An exact, complete copy of the lines below is the expected answer.

(SUPPLIED INFORMATION):
[Start of Attachment]

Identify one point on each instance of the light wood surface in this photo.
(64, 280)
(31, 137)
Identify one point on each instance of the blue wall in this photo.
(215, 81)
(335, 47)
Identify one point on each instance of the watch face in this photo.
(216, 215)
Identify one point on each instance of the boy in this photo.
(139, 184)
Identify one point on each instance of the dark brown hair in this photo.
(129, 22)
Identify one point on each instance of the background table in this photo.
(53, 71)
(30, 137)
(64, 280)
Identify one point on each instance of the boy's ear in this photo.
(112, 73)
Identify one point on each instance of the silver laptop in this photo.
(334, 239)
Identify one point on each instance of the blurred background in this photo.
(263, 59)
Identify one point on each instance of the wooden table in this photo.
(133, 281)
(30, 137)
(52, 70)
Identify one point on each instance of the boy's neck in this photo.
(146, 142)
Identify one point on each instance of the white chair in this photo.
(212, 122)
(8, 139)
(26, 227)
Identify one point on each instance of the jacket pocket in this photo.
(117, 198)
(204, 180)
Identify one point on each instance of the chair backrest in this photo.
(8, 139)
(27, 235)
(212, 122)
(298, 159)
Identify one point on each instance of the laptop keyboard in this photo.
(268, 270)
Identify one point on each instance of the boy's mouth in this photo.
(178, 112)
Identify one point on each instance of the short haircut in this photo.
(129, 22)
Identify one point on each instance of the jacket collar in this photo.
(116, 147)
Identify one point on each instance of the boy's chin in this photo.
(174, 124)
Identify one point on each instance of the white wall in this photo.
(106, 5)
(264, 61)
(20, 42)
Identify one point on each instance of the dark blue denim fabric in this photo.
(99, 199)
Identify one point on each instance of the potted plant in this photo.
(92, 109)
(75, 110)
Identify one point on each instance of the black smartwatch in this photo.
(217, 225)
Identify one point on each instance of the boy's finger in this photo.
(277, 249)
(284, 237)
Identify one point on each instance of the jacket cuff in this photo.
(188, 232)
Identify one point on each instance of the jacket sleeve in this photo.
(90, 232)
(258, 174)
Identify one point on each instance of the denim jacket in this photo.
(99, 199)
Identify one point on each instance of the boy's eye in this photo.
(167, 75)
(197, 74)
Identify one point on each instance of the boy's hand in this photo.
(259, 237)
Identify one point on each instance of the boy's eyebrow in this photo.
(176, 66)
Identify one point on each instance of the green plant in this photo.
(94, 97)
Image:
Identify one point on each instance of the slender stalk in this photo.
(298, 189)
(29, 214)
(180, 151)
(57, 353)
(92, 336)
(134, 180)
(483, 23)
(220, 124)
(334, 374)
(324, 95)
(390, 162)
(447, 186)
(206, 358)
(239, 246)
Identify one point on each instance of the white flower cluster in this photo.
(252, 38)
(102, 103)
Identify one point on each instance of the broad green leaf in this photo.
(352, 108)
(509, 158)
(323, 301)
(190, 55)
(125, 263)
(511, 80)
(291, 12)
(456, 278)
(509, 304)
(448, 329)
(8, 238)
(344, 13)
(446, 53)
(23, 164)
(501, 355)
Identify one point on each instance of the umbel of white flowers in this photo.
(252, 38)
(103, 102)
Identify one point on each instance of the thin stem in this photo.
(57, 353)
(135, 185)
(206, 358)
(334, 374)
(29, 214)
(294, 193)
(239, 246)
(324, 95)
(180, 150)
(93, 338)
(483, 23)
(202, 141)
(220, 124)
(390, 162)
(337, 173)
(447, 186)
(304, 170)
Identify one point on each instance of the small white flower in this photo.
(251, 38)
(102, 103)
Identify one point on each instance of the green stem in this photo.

[End of Attachment]

(ANSWER BOX):
Identify one point on each instance of the light wood surface in this photo.
(64, 280)
(31, 137)
Identify one point on each instance of the blue wall in this photo.
(215, 81)
(335, 47)
Identify one point on each instance of the watch face in this photo.
(216, 215)
Identify one point on each instance of the boy in this photo.
(139, 184)
Identify one point on each instance of the dark brown hair in this photo.
(129, 22)
Identify one point on each instance of the background table in this photo.
(53, 71)
(30, 137)
(64, 280)
Identify one point on each instance of the boy's ear in this photo.
(112, 73)
Identify one point on each instance of the silver laptop in this photo.
(334, 239)
Identify one point on each instance of the blurred background in this photo.
(263, 59)
Identify one point on each instance of the wooden table in this photo.
(133, 281)
(30, 137)
(52, 70)
Identify one point on each instance of the boy's neck in this photo.
(146, 142)
Identify one point on each instance of the white chair in this photo.
(212, 122)
(8, 139)
(26, 227)
Identify one point on each instance of the jacket pocket in this photo.
(117, 198)
(204, 180)
Identify one point on each instance of the chair backrest in this photo.
(8, 139)
(27, 235)
(212, 122)
(298, 159)
Identify one point on each instance of the laptop keyboard in this photo.
(268, 270)
Identify one point on each instance of the boy's mouth in this photo.
(178, 112)
Identify one point on each instance of the short haircut in this photo.
(129, 22)
Identify one point on each instance of the jacket collar in this photo.
(116, 147)
Identify one point on each instance of the boy's chin in this photo.
(174, 124)
Identify one point on each instance of the white wall in this photo.
(106, 5)
(264, 61)
(20, 42)
Identify one point on each instance of the dark blue denim fabric in this photo.
(99, 199)
Identify one point on each instance of the potted plant in this photo.
(92, 109)
(75, 110)
Identify one point on each instance of the black smartwatch in this photo.
(217, 225)
Identify one point on each instance of the boy's finger in this photo.
(277, 249)
(284, 237)
Identify one point on each instance of the jacket cuff in this photo.
(188, 232)
Identify one point on each instance of the jacket sleeve in this photo.
(90, 232)
(258, 174)
Identify one point on each instance of the denim jacket in this photo.
(99, 199)
Identify one point on each instance of the boy's eye in this photo.
(167, 75)
(197, 74)
Identify one point on each instance of the boy's hand in this photo.
(259, 237)
Identify one point on each instance of the boy's eyebrow in this photo.
(176, 66)
Identify one point on each instance of the green plant in this photo.
(94, 97)
Image:
Identify one point on each instance of the slender stalk in this photo.
(298, 189)
(29, 214)
(180, 151)
(57, 353)
(92, 336)
(134, 180)
(483, 23)
(220, 124)
(334, 374)
(324, 95)
(390, 162)
(447, 186)
(206, 358)
(239, 246)
Identify one point on each instance of the white flower cluster in this photo.
(252, 38)
(102, 103)
Identify one point on each instance of the broad green leaf in this photo.
(352, 108)
(509, 158)
(323, 301)
(190, 55)
(125, 263)
(511, 80)
(291, 12)
(456, 278)
(509, 304)
(448, 329)
(8, 238)
(344, 13)
(446, 53)
(23, 164)
(501, 355)
Identify one point on each instance of the umbel of white flowers in this photo.
(252, 38)
(103, 102)
Identify one point on each instance of the thin stem in this photo.
(57, 353)
(135, 185)
(206, 358)
(334, 374)
(29, 214)
(294, 193)
(239, 246)
(324, 95)
(180, 150)
(93, 338)
(483, 23)
(202, 141)
(220, 124)
(390, 162)
(337, 173)
(447, 186)
(304, 170)
Identify one point on each instance of the small white flower in this photo.
(251, 38)
(102, 103)
Identify one point on each instance of the green stem in this photo.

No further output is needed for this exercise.